- Your assignment: Tally the lines in the data that follows that include the word "ribbon", and report nothing but the total.

Spatial localization data:
● ● ● ● ● ● ●

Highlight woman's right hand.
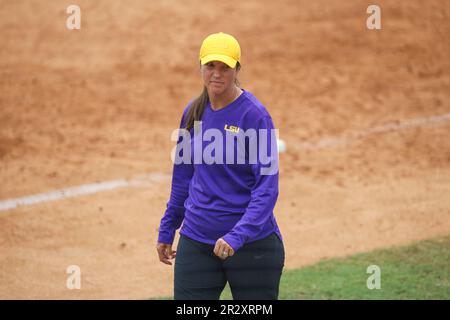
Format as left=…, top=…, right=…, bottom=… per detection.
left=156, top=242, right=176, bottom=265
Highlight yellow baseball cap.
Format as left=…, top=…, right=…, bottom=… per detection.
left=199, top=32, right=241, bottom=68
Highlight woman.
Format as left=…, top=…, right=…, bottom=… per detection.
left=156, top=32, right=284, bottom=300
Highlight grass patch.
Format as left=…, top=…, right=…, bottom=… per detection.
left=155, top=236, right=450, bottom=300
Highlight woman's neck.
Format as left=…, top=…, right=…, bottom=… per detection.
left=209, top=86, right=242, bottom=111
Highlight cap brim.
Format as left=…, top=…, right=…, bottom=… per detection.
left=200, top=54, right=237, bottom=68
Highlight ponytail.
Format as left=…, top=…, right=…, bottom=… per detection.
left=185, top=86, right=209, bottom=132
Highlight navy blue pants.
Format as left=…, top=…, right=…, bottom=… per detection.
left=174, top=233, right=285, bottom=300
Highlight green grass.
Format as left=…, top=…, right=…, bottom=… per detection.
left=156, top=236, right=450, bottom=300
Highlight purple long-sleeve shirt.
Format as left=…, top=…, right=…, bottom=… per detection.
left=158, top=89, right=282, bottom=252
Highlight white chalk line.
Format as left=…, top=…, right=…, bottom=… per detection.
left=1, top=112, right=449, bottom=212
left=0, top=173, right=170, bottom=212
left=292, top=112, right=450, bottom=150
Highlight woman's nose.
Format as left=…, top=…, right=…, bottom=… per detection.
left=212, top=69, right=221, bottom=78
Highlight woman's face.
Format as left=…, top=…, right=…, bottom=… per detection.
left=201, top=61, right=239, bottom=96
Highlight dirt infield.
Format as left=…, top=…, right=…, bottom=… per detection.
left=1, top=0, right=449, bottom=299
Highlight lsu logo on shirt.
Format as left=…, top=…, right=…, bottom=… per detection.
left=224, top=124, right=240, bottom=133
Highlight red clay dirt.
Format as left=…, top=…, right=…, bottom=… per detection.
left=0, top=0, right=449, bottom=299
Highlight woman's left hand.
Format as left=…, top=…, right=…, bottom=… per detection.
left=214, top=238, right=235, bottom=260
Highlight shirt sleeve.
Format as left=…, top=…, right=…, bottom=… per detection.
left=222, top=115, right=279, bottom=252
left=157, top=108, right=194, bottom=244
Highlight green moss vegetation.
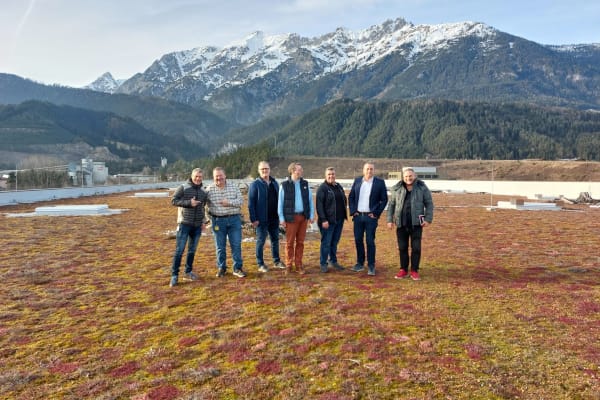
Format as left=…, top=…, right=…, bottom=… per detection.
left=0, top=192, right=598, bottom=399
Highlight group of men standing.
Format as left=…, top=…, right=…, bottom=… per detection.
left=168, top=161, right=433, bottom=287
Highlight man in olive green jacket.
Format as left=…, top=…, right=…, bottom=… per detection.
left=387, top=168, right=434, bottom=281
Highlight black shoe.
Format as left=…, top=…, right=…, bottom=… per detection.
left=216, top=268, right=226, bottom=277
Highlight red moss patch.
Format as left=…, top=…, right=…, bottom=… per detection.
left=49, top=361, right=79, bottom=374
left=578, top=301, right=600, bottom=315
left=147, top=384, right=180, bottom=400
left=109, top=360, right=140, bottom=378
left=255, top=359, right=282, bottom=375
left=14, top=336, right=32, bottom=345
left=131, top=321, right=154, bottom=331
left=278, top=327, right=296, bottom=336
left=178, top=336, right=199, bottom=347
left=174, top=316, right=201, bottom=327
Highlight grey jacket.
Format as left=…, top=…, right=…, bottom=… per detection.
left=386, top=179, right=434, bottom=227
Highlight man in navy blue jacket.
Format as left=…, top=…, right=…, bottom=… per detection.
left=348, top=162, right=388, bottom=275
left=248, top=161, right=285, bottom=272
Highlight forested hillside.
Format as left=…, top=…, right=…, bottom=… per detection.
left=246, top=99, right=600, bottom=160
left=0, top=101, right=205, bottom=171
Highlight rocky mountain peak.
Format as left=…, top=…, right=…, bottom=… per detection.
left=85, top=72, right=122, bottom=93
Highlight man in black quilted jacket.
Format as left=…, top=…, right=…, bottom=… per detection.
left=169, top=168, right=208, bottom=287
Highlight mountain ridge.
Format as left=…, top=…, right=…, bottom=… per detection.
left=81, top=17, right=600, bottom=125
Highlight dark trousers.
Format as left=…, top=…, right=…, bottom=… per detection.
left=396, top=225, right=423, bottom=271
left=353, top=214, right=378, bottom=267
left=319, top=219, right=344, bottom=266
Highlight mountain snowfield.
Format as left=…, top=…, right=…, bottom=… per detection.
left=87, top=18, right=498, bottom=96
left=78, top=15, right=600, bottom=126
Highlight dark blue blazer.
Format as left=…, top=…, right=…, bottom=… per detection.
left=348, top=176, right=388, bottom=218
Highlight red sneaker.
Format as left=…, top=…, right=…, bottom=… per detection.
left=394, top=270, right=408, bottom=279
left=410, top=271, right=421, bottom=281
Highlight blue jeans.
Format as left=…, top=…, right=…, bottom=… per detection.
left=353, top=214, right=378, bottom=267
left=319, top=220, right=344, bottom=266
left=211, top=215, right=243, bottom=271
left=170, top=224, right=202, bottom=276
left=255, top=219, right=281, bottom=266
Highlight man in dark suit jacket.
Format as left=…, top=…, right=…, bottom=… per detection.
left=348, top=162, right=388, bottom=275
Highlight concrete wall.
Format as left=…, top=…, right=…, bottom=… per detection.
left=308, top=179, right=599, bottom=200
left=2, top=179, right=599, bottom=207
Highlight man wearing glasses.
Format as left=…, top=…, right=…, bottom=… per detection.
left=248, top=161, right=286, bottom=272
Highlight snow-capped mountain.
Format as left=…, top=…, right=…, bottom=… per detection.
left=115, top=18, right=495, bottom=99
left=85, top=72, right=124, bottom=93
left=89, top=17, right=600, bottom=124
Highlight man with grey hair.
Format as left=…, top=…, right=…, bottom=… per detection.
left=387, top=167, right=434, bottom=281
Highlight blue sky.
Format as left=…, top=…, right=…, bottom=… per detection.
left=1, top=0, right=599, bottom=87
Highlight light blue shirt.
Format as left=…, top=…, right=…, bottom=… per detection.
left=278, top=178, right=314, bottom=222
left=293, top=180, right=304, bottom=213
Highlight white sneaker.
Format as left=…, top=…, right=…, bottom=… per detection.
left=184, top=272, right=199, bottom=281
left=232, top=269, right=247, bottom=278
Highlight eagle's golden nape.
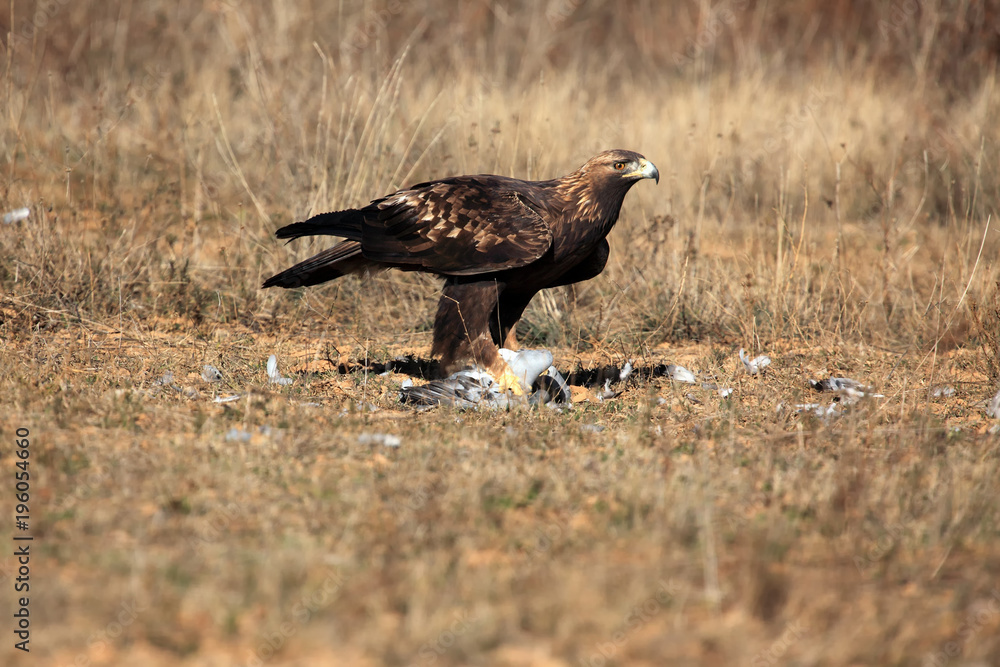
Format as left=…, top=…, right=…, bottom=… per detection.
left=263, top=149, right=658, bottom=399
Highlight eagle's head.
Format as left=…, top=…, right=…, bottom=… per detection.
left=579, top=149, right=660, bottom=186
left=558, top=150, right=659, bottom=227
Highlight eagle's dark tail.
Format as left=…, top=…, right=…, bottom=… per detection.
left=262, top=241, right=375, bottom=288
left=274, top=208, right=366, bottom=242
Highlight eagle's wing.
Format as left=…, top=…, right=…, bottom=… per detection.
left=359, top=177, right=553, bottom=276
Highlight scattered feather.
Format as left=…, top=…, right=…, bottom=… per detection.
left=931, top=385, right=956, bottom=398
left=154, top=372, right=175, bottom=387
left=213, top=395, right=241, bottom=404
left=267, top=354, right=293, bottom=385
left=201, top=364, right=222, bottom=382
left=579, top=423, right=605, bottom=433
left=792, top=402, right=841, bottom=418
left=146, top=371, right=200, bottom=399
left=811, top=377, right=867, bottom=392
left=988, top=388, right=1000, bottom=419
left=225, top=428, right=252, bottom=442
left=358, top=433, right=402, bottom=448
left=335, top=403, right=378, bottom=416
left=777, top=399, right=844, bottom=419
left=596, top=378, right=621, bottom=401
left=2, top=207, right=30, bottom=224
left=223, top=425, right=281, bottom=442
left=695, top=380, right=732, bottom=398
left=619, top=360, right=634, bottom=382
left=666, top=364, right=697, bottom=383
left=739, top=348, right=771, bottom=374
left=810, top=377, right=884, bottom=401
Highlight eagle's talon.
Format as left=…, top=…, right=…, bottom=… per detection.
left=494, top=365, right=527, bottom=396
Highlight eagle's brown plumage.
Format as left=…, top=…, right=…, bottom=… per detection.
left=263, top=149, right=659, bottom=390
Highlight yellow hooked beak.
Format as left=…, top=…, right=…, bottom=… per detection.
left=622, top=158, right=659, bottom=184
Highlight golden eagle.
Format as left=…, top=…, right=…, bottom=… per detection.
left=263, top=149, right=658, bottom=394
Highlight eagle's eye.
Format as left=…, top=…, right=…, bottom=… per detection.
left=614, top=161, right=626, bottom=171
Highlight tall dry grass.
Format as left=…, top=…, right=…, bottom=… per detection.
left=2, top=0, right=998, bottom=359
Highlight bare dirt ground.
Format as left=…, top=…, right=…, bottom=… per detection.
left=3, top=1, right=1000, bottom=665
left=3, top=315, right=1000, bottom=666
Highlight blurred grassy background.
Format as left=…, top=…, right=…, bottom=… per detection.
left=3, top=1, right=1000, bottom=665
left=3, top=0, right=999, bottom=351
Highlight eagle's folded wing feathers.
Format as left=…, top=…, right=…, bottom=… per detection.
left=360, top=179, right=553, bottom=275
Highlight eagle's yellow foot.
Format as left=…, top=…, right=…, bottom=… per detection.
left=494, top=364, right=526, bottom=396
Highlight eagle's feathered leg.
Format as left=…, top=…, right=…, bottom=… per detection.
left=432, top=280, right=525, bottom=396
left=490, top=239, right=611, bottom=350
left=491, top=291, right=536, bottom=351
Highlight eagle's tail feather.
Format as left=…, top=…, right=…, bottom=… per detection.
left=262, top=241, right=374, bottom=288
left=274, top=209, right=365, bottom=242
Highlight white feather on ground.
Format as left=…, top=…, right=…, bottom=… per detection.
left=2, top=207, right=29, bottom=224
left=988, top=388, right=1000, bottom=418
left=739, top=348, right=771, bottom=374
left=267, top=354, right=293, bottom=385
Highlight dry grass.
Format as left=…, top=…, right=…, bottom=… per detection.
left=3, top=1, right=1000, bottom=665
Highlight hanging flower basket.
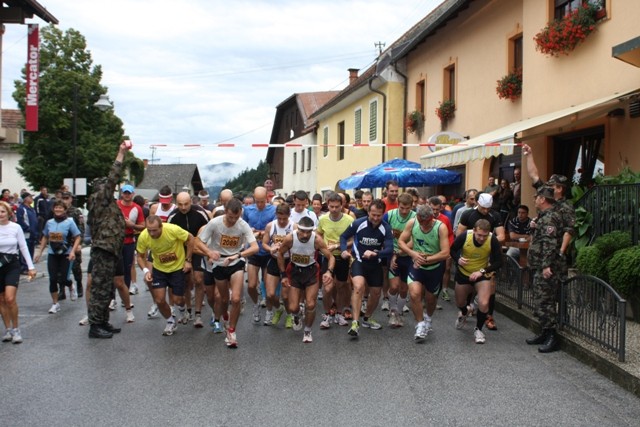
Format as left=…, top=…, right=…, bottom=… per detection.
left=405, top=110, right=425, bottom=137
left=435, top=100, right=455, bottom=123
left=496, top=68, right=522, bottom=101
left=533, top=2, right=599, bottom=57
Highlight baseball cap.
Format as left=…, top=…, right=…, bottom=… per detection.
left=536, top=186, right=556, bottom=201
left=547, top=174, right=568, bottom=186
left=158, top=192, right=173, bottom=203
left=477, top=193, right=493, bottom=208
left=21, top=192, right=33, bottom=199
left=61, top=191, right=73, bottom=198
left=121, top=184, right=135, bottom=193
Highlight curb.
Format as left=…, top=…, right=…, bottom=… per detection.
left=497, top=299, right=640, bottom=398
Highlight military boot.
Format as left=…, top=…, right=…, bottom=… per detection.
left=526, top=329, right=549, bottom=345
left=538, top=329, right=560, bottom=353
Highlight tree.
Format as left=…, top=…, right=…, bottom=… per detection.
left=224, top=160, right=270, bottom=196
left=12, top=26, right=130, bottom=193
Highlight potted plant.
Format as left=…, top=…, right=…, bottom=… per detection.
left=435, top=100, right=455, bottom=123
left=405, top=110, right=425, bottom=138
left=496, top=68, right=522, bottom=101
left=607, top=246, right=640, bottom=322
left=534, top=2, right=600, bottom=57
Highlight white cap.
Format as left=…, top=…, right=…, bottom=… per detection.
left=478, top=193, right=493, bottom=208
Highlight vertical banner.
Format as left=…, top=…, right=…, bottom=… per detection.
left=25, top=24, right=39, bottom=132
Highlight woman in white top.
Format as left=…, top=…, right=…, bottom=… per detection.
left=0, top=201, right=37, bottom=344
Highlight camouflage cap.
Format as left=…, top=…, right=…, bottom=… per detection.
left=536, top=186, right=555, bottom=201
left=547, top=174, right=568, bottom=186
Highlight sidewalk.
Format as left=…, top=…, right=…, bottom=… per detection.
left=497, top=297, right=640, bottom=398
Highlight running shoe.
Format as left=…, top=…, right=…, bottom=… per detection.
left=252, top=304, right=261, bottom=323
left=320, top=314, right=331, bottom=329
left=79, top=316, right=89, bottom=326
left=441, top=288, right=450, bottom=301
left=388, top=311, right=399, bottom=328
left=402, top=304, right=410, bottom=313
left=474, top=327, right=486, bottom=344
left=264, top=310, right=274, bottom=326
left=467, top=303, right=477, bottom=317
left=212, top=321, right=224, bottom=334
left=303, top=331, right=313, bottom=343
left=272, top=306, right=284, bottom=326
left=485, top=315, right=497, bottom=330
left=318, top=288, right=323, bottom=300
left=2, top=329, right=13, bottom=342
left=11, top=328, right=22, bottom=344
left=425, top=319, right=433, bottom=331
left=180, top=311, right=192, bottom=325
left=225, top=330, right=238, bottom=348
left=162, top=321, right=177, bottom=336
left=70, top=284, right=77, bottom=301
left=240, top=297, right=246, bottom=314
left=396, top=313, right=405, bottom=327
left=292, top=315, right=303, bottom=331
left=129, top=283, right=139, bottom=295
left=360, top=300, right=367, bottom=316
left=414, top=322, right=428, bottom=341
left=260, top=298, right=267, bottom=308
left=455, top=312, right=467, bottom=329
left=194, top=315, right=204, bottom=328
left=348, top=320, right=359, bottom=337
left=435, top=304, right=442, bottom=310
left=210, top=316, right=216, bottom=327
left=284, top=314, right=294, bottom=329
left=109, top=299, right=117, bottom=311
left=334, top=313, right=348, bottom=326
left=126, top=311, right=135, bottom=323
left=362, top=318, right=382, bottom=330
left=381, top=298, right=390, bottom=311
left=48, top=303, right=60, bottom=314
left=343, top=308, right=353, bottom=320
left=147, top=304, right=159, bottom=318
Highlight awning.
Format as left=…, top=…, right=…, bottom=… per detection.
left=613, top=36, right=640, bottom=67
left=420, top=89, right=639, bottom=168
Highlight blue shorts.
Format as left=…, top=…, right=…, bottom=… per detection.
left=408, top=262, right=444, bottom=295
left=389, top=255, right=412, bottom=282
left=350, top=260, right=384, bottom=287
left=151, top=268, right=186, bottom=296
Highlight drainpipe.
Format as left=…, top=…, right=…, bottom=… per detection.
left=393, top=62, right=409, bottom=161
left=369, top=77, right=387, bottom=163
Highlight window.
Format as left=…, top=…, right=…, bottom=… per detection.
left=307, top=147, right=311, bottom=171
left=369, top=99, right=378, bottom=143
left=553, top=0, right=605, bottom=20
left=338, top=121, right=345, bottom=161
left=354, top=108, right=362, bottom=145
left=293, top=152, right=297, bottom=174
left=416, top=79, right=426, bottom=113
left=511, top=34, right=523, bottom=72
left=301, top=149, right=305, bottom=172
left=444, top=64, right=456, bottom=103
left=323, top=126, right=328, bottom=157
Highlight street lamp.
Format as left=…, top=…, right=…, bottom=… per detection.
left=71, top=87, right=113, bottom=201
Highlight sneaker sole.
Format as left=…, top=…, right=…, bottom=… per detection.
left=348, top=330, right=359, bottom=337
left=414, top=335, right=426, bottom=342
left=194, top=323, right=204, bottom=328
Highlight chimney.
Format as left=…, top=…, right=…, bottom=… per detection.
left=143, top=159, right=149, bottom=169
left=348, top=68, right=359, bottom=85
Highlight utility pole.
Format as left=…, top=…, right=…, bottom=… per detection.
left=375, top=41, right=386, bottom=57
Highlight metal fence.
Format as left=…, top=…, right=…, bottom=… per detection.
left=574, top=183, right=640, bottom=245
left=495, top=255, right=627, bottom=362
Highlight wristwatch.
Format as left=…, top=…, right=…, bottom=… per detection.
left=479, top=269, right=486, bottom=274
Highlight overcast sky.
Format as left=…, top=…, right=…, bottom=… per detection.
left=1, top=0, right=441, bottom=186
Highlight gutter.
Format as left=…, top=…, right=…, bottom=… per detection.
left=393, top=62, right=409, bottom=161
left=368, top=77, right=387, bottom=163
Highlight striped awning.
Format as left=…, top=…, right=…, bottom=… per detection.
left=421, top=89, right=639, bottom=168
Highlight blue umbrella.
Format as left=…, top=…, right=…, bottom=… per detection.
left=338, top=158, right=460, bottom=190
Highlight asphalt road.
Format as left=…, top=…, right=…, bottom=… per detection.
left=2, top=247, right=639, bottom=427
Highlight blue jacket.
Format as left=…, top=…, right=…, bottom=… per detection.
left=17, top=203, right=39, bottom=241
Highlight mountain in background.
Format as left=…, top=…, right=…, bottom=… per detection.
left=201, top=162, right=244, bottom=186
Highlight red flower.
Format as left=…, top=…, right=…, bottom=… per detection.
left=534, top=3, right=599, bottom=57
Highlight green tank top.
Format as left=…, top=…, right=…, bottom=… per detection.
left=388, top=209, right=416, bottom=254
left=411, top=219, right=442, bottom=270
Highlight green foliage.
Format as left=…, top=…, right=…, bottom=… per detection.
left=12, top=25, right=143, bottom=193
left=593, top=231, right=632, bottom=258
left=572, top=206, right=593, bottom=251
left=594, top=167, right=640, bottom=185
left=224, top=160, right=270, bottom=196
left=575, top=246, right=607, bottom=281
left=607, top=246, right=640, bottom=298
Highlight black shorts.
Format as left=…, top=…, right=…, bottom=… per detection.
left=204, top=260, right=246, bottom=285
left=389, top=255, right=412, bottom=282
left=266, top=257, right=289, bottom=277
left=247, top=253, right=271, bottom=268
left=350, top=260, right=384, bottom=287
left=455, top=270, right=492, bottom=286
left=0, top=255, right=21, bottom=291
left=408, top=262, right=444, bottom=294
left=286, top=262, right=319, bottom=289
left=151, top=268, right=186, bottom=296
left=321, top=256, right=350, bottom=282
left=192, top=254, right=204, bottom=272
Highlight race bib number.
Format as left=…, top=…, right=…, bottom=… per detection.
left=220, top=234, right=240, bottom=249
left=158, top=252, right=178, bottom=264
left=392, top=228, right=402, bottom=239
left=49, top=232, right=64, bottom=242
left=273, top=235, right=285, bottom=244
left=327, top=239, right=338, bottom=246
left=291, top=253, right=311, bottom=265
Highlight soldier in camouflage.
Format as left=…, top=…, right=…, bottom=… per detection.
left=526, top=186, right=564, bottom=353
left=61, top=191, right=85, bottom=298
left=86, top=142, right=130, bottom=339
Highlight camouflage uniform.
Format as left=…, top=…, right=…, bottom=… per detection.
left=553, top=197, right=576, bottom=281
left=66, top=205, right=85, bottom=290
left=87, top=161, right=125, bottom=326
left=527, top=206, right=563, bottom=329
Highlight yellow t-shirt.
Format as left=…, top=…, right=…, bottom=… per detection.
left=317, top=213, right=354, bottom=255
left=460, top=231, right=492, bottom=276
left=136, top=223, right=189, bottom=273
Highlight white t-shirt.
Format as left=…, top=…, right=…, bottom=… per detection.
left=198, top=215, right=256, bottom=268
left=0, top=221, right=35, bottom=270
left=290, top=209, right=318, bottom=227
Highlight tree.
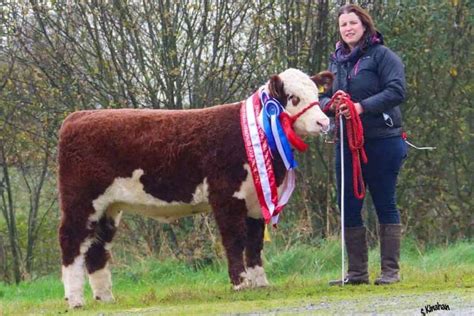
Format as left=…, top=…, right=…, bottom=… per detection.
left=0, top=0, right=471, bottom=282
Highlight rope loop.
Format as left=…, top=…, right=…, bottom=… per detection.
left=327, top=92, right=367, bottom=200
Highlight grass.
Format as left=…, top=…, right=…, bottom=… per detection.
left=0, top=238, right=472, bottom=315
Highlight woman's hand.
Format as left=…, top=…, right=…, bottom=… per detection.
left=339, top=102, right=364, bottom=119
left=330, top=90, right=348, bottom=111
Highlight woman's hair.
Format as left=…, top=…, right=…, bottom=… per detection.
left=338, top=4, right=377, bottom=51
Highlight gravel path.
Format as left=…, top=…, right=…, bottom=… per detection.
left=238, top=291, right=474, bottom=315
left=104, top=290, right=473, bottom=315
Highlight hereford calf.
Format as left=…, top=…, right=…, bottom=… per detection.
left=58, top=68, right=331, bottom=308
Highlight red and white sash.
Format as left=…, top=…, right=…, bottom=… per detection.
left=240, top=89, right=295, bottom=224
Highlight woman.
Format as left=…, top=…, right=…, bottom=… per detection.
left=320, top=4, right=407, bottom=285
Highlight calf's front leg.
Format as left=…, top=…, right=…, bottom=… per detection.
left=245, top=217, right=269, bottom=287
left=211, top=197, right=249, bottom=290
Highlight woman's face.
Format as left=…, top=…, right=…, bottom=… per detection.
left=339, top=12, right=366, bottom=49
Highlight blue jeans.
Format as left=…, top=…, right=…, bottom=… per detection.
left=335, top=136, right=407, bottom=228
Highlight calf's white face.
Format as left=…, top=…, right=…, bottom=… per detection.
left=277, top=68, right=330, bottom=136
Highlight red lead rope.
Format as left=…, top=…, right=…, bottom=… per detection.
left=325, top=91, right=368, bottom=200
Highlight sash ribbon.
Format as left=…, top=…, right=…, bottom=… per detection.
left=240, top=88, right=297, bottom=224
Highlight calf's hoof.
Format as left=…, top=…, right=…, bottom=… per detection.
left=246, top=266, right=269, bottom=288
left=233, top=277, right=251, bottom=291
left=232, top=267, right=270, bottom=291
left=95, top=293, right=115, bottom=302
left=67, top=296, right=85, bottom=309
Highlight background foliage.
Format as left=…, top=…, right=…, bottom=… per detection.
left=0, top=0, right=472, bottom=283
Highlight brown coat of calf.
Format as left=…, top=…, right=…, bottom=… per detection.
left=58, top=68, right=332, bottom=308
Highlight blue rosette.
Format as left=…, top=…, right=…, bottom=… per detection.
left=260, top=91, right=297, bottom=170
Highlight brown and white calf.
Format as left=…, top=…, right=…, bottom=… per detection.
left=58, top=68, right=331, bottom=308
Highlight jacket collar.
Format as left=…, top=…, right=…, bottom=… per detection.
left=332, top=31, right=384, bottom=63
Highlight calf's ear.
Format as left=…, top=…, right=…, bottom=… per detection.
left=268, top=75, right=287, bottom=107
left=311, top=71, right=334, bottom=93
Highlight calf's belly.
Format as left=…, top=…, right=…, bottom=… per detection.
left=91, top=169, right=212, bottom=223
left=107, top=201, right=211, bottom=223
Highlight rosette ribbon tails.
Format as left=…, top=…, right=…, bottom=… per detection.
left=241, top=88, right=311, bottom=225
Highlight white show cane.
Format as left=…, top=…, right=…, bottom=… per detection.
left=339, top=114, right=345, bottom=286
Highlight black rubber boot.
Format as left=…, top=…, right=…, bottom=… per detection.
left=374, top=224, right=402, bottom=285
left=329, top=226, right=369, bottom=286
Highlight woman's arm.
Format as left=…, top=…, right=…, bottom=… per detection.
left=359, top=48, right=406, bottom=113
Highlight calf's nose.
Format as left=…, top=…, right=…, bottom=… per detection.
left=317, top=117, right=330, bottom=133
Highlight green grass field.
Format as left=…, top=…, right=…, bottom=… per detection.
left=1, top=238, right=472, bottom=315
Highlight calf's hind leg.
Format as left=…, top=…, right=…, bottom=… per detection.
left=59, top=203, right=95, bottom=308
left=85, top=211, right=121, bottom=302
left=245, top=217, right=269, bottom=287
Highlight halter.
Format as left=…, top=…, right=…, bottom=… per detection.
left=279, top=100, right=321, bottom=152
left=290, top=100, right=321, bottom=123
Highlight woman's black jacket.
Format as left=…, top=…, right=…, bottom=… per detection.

● ● ● ● ● ● ●

- Result for this exercise: 2